**DATA SECTION**
#####

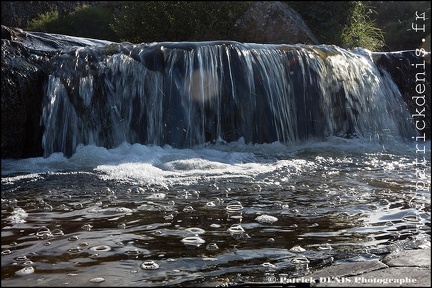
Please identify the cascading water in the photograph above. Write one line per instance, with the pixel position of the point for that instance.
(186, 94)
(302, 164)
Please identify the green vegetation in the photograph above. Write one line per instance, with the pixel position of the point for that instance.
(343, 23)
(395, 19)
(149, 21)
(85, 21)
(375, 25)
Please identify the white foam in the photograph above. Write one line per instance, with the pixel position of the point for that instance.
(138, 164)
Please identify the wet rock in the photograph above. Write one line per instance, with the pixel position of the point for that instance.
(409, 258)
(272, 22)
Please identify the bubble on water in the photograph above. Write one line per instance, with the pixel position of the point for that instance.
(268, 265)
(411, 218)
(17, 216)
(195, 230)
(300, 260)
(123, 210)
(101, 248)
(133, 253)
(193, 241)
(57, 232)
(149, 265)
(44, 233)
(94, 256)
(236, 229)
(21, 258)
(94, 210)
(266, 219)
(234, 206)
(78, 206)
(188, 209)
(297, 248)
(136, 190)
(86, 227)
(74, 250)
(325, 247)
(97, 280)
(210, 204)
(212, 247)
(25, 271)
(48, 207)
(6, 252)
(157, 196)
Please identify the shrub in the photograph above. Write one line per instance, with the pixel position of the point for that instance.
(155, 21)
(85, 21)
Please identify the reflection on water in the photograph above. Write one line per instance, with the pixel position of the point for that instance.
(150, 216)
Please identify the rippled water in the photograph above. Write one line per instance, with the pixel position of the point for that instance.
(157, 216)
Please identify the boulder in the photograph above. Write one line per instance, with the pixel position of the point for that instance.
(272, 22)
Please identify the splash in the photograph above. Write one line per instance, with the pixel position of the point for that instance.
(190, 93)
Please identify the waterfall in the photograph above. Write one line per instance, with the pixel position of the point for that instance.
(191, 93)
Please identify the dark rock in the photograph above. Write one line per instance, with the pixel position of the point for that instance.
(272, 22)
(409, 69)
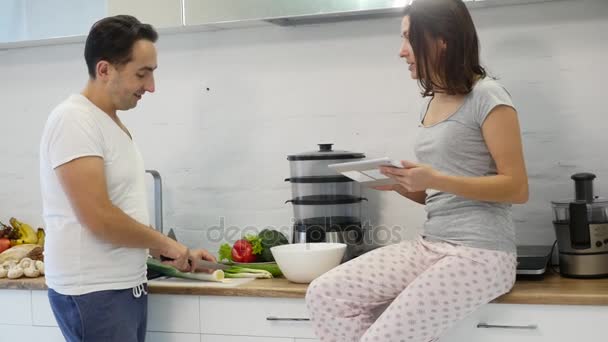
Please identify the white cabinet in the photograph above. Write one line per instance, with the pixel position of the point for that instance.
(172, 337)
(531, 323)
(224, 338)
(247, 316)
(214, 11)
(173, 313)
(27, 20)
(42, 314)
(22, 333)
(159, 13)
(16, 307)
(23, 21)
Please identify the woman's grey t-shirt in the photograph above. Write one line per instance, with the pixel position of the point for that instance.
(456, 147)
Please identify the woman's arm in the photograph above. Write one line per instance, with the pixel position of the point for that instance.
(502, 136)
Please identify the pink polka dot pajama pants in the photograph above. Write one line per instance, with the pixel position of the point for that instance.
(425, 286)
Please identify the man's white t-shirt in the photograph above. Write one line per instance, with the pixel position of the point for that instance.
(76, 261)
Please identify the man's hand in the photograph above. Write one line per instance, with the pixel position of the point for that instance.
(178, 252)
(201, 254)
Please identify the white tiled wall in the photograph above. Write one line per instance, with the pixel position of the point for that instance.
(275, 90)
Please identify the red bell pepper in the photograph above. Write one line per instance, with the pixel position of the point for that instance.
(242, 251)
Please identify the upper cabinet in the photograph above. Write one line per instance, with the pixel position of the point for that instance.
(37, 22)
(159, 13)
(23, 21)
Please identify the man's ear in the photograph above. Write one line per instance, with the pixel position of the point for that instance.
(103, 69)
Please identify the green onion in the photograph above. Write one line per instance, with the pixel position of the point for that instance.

#####

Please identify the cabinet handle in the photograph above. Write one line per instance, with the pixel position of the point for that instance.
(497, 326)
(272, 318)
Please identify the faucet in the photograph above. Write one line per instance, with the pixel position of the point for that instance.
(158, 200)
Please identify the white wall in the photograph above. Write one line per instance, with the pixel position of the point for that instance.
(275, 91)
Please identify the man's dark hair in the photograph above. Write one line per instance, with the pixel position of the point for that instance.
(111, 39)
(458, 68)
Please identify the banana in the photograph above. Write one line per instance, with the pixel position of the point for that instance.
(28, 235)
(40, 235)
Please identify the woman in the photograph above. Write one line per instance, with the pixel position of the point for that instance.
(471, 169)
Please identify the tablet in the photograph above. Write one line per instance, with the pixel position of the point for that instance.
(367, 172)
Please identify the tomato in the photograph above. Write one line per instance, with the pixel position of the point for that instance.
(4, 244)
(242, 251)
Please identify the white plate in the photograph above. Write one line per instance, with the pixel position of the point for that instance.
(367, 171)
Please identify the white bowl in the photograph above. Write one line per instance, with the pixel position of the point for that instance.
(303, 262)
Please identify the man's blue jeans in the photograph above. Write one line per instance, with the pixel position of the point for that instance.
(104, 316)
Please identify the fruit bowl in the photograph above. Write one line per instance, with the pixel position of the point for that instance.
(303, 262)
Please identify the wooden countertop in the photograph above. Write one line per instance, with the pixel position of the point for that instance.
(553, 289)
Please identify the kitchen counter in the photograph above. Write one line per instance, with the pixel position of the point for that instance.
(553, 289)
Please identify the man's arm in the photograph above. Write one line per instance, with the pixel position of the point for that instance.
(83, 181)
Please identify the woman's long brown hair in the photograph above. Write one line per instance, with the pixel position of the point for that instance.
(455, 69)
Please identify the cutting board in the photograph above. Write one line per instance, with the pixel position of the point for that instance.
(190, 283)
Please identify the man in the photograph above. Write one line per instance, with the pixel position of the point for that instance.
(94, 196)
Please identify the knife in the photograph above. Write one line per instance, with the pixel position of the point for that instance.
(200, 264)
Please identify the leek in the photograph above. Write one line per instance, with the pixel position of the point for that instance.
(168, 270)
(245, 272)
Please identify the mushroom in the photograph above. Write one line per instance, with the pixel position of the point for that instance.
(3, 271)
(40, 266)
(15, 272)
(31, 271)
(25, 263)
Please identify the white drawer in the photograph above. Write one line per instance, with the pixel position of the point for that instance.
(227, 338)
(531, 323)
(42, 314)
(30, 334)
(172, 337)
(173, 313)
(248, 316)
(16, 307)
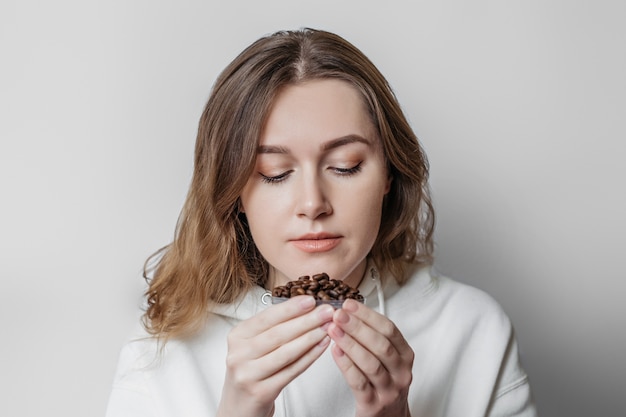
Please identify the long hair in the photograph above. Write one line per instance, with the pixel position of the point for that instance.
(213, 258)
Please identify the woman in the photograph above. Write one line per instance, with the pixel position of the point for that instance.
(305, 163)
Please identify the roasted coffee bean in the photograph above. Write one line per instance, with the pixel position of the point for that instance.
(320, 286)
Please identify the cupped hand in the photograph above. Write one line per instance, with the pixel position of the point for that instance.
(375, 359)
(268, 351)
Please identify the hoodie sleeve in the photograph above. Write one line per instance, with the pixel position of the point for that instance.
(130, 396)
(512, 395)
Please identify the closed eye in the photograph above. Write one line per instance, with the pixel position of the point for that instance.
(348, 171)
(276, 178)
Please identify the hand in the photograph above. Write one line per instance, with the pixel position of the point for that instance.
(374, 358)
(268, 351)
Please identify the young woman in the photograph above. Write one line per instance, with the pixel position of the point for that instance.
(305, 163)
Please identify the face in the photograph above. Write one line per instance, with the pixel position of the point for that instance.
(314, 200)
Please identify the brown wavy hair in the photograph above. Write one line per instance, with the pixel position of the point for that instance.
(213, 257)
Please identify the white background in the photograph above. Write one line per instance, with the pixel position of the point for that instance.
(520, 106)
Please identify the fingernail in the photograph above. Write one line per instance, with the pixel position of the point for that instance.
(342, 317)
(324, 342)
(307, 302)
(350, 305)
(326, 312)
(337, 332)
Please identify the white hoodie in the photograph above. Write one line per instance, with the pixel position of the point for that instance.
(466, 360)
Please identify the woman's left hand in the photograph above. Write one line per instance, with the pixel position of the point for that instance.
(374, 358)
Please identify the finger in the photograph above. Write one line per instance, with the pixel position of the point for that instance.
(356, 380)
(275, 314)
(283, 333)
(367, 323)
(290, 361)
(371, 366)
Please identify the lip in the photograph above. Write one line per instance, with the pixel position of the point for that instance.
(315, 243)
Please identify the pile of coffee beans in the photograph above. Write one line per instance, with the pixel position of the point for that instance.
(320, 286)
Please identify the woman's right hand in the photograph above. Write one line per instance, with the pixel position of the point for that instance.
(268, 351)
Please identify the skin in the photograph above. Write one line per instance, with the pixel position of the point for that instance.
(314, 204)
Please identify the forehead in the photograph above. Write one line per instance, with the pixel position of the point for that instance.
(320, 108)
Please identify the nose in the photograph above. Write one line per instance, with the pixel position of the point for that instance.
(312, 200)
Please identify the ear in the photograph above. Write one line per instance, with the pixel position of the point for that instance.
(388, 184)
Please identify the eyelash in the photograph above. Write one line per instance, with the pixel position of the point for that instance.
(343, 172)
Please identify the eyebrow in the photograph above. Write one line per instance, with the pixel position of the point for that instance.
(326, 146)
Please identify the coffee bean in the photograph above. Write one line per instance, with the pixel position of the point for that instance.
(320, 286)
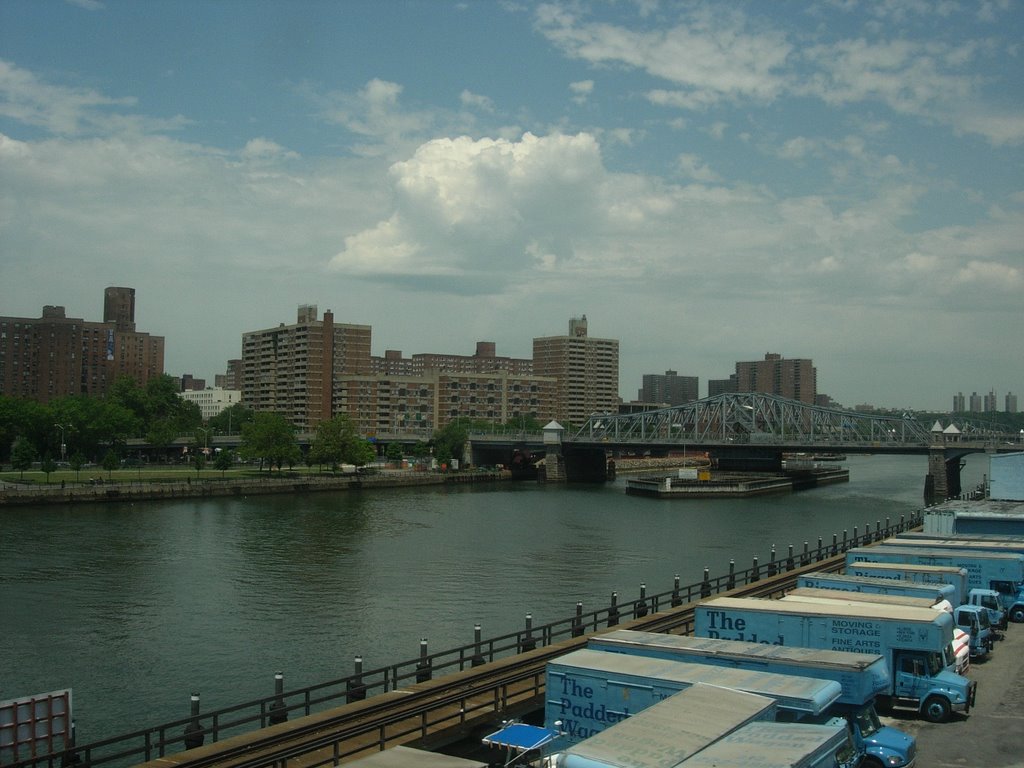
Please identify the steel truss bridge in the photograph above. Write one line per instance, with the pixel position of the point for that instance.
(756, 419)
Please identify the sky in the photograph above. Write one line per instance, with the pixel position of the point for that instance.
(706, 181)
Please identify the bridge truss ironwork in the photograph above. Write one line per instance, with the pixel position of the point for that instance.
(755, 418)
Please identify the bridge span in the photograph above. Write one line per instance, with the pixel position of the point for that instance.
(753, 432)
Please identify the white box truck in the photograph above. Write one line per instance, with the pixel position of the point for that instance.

#####

**TASK INSTRUCTIONS**
Count the lines in the records that contain the word "rock". Reply with the number only.

**OUTPUT FOR THIS EXERCISE**
2